Action item: Return all the lines below, exactly as they read.

======

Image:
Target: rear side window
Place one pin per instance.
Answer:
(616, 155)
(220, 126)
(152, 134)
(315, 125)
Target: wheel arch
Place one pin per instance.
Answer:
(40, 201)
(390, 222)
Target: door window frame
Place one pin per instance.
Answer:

======

Written answer:
Image:
Target: rear side window
Place one pin per instance.
Answer:
(616, 155)
(220, 126)
(152, 134)
(315, 125)
Target: wheel arch
Place one pin per instance.
Answer:
(40, 201)
(390, 222)
Target: door window frame
Place one pin per instance.
Answer:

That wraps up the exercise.